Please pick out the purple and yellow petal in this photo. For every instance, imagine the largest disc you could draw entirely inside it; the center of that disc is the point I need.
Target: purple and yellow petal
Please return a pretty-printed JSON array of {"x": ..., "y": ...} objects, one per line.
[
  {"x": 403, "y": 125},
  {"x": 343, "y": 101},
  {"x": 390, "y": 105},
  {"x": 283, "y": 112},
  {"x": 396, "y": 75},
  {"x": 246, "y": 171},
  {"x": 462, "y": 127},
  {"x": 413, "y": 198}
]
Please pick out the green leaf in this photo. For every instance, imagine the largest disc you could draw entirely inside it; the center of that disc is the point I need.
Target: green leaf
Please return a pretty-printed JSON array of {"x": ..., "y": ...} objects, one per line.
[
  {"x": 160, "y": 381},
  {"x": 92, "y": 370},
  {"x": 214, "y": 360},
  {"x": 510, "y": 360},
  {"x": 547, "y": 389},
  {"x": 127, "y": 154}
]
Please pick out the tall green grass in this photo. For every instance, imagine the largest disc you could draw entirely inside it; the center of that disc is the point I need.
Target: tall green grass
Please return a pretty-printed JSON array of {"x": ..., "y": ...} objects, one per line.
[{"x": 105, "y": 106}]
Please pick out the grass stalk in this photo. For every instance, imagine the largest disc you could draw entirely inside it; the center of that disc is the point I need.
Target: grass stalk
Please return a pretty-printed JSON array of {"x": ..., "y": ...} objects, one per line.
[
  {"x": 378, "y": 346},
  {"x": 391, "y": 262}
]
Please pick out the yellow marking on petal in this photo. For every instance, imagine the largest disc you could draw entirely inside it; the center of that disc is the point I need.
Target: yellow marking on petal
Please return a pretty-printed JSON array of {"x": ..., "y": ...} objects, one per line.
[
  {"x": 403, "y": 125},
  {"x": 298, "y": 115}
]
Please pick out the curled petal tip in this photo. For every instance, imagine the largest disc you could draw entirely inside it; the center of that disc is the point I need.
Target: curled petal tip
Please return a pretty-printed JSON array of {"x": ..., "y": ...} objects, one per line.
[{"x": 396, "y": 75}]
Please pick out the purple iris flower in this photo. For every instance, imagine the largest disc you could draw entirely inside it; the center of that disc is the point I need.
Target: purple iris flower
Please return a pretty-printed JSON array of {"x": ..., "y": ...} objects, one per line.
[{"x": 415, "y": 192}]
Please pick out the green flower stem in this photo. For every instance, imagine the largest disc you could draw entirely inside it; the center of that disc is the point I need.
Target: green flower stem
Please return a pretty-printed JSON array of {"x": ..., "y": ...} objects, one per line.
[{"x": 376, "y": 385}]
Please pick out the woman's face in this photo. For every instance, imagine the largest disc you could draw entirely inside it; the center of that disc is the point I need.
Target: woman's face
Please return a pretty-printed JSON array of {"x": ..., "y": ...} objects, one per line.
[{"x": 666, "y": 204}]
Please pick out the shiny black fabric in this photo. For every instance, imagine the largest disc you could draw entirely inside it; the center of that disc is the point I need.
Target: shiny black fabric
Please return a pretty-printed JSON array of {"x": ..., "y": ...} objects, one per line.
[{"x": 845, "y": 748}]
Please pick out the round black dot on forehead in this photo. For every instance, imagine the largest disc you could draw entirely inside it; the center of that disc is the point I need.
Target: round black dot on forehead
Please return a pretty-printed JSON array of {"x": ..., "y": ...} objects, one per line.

# EXERCISE GOAL
Make a verbatim transcription of all the material.

# RESULT OF THE EXERCISE
Please pick out the purple and yellow petal in this photo. For every instance, imagine the largest disc you could draw entirely inside it; the center of that disc is the point I need.
Target: purple and yellow petal
Please return a pretty-printed JSON array of {"x": ..., "y": ...} objects, one per line.
[
  {"x": 403, "y": 125},
  {"x": 343, "y": 101},
  {"x": 390, "y": 105},
  {"x": 283, "y": 112},
  {"x": 396, "y": 75},
  {"x": 246, "y": 171},
  {"x": 462, "y": 127},
  {"x": 413, "y": 198}
]
Please pick out the green leaf in this photo. For every instance, imagine the largest disc you could draw entirely inside it; the center of that disc is the point I need.
Target: green leaf
Please return a pretty-printed JSON array of {"x": ..., "y": ...} objects, one per line.
[
  {"x": 160, "y": 381},
  {"x": 92, "y": 370},
  {"x": 214, "y": 360},
  {"x": 510, "y": 360},
  {"x": 547, "y": 389},
  {"x": 127, "y": 154}
]
Please pick out the tall green grass in this photo. For every instance, imagine the largest disc you could draw entirely inside it; the center of that disc is the point I need.
Target: tall green grass
Please return a pretty-printed JSON array of {"x": ..., "y": ...} objects, one per line.
[{"x": 105, "y": 106}]
Please pick out the grass stalk in this photo. For every instance, imagine the largest disc you could draw entirely inside it; the center of that disc is the point I need.
Target: grass stalk
Please return a pretty-printed JSON array of {"x": ..., "y": ...} objects, one per line.
[
  {"x": 378, "y": 346},
  {"x": 391, "y": 262}
]
Please pick out the yellow marking on petal in this photo. For every instance, imagine the largest disc you could draw entirely inside it; the center of that disc is the point I need.
Target: yellow marking on petal
Please return a pretty-printed JSON array of {"x": ..., "y": ...} objects, one per line.
[
  {"x": 403, "y": 125},
  {"x": 298, "y": 115}
]
Please pick out the curled petal tip in this photo. For every instance, imagine the largest disc you could draw entirely inside it; the center of that disc is the point I need.
Target: curled petal tip
Please return a pretty-printed JSON array of {"x": ..., "y": ...} objects, one per line.
[{"x": 396, "y": 75}]
Please pick out the purple iris flower in this photo. For every instance, imagine the largest disc you could draw entirely inside it; the center of that disc is the point I need.
Target: purple iris flower
Please return a pretty-printed JSON array of {"x": ..., "y": ...} objects, one per line.
[{"x": 415, "y": 192}]
Please pick out the green flower stem in this photo. For every instance, imagine the largest disc you could draw entirely inside it; the center of that disc is the point I need.
Target: green flower stem
Please return a pretty-printed JSON array of {"x": ..., "y": ...} objects, one per line.
[{"x": 376, "y": 385}]
Please pick out the woman's face in this photo. For every instance, imagine the largest disc you could draw entirely inside it; the center of that disc is the point I need.
Target: woman's face
Please return a pretty-printed JSON array of {"x": ..., "y": ...} objects, one per line.
[{"x": 666, "y": 204}]
Please pick out the shiny black fabric in this photo. For every instance, imagine the largest disc you could draw entirely inside it; the center of that disc is the point I need.
Target: shiny black fabric
Please return a pretty-printed JSON array of {"x": ..., "y": ...} objects, one per line.
[{"x": 845, "y": 748}]
Please pick out the round black dot on forehead in this photo. For every instance, imagine the largest disc you could draw entirely inside it; the center of that disc is the point I need.
Target: round black dot on forehead
Please return a pretty-printed JSON array of {"x": ..., "y": ...} objects, one per line.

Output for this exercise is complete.